Stored data entries
"""

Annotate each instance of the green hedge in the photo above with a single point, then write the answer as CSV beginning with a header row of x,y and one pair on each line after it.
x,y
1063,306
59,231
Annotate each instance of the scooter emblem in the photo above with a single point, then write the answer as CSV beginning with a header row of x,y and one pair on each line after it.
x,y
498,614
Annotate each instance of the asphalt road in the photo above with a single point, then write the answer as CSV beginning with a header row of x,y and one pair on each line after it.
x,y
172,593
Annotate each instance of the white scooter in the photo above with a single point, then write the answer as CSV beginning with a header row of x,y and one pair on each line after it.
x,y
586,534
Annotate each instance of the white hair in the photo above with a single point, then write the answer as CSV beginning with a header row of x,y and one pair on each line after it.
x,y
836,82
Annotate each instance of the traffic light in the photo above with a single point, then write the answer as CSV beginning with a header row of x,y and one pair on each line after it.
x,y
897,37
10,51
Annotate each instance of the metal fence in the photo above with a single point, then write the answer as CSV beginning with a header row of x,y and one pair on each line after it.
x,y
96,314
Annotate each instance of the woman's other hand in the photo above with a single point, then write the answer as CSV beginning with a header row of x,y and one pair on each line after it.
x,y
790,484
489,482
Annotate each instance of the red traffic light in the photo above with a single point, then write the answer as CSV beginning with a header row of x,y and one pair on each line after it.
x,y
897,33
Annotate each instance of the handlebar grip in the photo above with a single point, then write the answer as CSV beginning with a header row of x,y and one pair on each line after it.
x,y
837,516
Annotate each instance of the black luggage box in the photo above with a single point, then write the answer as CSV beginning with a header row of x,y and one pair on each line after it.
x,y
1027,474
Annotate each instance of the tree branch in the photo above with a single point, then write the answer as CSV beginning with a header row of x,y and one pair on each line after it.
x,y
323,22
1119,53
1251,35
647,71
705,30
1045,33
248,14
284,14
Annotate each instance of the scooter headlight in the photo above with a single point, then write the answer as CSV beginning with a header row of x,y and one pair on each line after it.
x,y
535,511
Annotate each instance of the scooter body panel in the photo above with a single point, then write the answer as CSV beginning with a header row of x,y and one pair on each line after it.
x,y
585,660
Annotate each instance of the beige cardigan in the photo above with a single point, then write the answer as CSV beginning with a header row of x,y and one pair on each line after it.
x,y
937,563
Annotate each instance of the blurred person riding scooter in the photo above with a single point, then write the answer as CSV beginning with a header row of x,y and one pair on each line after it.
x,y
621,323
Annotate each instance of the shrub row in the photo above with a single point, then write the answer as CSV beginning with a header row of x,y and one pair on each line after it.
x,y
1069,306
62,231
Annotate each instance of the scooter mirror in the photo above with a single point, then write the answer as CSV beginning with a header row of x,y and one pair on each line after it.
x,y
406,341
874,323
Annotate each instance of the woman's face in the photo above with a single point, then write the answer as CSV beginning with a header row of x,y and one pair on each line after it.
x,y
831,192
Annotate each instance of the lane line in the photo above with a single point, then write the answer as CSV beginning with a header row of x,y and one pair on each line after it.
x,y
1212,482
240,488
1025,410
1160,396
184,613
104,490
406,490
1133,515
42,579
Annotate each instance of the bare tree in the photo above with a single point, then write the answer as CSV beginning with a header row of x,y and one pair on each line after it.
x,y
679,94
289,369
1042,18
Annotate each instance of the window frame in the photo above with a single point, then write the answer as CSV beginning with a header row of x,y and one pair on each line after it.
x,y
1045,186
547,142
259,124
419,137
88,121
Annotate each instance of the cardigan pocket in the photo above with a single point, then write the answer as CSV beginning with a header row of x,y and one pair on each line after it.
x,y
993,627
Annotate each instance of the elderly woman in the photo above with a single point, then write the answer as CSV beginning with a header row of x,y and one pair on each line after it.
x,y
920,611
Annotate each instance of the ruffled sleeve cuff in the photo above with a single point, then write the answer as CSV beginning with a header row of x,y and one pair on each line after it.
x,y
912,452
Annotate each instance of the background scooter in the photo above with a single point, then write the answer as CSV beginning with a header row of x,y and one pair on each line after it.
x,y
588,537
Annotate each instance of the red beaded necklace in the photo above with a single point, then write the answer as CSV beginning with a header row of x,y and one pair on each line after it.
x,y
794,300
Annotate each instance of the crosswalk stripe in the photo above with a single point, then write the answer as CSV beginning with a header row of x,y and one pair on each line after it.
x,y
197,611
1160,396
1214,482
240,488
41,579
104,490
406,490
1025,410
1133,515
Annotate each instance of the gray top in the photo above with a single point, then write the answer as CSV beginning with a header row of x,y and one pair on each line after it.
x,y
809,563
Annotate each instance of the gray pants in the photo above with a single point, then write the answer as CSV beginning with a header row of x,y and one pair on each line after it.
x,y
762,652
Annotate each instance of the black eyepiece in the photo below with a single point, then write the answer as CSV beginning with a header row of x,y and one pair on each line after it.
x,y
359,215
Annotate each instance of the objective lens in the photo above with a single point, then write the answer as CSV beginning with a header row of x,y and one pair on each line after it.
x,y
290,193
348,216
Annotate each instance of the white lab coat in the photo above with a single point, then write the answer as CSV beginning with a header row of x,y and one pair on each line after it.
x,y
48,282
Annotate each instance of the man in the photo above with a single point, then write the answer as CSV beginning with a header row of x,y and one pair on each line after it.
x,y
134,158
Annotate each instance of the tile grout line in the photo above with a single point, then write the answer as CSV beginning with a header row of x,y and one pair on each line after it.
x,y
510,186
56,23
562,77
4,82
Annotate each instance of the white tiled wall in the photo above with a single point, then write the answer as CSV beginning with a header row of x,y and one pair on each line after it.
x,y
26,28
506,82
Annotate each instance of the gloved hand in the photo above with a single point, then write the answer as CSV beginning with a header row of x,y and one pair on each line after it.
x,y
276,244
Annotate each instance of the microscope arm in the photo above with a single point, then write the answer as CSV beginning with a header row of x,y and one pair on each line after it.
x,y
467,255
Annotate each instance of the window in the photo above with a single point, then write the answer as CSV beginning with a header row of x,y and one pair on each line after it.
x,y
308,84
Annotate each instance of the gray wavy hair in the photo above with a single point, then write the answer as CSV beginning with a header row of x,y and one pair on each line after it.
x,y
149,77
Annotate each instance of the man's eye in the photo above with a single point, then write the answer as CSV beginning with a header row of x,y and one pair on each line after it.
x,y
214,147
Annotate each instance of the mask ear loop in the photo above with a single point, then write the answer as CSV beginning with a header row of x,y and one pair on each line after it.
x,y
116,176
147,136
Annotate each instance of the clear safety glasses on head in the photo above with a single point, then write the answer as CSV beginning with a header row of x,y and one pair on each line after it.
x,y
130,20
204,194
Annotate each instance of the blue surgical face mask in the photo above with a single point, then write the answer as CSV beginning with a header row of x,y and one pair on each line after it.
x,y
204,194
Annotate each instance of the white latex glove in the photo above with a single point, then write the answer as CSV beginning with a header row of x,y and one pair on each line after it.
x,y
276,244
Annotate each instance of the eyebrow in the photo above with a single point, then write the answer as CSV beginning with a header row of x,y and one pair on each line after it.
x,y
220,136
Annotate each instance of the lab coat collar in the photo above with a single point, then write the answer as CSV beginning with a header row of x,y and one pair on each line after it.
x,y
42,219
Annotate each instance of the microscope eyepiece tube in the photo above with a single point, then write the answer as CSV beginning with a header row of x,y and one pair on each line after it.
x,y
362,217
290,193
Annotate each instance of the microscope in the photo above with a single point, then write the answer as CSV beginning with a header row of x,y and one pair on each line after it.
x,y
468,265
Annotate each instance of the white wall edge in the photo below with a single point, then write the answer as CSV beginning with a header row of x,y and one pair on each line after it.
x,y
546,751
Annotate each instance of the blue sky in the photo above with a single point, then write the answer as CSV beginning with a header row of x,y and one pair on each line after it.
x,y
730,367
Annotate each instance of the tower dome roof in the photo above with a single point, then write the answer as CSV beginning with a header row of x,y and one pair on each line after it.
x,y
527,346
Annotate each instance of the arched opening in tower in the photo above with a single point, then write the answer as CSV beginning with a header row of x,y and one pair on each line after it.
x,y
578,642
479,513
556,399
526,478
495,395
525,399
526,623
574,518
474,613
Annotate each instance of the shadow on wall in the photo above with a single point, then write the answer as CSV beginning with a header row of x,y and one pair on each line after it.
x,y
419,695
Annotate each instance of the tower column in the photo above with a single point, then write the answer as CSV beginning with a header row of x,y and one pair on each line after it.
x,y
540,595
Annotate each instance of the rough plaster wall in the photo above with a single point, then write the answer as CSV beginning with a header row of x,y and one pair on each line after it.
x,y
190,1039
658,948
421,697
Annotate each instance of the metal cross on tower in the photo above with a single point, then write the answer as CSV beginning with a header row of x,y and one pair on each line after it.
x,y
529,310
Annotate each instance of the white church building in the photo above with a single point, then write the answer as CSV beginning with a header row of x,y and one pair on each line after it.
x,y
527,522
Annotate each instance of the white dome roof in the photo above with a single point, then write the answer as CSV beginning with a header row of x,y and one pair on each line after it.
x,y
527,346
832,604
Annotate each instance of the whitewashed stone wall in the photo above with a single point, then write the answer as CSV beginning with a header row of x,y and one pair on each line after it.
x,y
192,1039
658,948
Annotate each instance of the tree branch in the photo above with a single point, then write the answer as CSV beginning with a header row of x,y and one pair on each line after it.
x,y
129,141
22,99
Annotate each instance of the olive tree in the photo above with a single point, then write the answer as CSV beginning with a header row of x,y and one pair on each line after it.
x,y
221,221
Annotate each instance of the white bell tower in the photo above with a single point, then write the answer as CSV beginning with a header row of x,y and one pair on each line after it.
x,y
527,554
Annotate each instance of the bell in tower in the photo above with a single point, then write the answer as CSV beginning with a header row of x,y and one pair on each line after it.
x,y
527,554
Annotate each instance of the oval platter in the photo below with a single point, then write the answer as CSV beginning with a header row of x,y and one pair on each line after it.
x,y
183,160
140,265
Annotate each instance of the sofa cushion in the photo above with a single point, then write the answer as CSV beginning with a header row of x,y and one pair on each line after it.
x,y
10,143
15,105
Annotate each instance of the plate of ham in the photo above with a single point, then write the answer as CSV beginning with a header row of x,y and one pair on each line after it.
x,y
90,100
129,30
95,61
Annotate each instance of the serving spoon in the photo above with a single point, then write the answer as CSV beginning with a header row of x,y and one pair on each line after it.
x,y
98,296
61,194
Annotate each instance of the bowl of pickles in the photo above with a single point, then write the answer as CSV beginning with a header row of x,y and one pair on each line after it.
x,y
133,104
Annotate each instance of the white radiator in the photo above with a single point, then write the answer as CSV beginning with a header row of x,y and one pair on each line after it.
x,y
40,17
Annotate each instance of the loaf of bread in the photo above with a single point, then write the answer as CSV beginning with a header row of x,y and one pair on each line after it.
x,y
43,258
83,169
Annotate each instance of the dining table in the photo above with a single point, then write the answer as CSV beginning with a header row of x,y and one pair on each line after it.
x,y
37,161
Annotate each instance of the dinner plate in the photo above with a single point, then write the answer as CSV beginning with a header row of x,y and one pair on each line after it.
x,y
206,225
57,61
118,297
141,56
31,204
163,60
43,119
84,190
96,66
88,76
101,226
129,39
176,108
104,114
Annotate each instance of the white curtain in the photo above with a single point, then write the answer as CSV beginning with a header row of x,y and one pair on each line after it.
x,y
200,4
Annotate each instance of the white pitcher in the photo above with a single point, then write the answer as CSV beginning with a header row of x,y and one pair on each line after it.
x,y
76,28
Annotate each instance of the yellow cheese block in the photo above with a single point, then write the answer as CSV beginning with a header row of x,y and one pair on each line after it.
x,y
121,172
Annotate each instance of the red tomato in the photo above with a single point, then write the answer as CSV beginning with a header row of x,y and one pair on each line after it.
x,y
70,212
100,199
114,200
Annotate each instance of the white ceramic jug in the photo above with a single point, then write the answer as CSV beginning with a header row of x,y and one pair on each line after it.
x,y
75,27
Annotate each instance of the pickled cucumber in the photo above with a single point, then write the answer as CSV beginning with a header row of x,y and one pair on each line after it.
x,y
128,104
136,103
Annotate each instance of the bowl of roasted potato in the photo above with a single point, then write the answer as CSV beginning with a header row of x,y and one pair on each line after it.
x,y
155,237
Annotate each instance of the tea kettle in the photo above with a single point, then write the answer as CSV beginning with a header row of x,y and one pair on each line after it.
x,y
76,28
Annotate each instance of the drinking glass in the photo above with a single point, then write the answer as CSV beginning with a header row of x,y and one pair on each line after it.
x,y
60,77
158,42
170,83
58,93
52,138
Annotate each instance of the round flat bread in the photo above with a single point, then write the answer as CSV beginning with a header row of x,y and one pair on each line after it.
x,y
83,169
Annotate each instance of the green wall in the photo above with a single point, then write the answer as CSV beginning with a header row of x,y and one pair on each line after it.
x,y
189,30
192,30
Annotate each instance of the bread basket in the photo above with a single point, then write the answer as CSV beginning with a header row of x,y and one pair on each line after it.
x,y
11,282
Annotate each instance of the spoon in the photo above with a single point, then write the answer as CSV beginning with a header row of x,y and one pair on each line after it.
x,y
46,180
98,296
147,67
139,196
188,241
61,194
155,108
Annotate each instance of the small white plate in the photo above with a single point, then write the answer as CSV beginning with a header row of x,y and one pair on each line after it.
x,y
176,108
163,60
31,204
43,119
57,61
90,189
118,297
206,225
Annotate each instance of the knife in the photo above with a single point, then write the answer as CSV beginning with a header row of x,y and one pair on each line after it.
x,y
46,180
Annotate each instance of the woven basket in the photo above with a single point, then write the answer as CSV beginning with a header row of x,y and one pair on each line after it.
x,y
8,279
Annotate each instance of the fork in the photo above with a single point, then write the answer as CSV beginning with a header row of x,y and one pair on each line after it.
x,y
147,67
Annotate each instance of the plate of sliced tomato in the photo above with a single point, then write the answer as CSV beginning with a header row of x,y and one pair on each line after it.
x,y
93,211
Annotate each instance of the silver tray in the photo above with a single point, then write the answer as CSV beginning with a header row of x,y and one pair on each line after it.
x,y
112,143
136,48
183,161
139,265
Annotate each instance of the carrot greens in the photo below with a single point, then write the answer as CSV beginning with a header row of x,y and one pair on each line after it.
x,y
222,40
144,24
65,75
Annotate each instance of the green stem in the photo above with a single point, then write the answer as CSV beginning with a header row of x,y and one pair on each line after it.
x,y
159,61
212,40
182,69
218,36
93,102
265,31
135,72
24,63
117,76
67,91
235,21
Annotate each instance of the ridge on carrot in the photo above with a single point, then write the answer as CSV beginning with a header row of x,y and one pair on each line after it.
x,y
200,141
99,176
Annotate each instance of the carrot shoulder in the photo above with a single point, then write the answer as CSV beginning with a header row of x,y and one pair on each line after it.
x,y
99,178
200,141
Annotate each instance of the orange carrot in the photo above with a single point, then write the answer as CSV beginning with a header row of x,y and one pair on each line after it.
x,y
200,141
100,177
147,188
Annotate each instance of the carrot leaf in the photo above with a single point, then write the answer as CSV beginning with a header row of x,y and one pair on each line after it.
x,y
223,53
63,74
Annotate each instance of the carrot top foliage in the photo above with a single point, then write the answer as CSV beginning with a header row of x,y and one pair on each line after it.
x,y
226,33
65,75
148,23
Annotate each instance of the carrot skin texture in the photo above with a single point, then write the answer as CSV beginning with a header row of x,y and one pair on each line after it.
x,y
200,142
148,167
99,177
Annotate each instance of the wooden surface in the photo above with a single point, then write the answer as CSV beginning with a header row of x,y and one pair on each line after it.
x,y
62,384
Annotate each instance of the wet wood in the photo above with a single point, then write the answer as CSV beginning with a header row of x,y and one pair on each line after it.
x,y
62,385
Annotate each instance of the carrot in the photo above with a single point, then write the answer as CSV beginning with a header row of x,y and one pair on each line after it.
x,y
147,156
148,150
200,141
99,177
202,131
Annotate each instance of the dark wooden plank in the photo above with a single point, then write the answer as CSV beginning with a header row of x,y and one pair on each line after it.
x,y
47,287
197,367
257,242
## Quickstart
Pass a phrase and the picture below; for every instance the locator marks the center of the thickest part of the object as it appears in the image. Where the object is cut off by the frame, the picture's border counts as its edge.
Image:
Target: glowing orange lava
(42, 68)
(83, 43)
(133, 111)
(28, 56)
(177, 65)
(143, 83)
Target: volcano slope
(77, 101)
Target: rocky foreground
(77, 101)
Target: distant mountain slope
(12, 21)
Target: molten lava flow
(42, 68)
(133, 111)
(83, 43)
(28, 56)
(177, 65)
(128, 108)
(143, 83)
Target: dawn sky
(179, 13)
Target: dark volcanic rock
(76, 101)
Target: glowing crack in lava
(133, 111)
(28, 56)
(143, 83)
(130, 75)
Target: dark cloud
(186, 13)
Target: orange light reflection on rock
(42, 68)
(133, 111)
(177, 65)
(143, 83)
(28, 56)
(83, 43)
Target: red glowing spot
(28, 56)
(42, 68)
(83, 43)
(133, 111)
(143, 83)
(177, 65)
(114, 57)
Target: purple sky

"""

_Aim of the exercise_. Only one stretch of the data above is needed. Restate it word for word, from the line containing "Annotate each instance of the carrot in" through the line containing "## Quickstart", both ends included.

_Solution to this problem_.
Annotate each instance of the carrot in the photo above with a single point, then write the answer as CSV beginning with a header row of x,y and one pair on each line after it.
x,y
147,156
148,150
200,141
99,177
202,131
Annotate each instance of the dark wooden plank in the photo above with a single point, then write the answer as CSV beginning with a header row of x,y and one pair on each line after it.
x,y
47,287
197,367
257,242
## Quickstart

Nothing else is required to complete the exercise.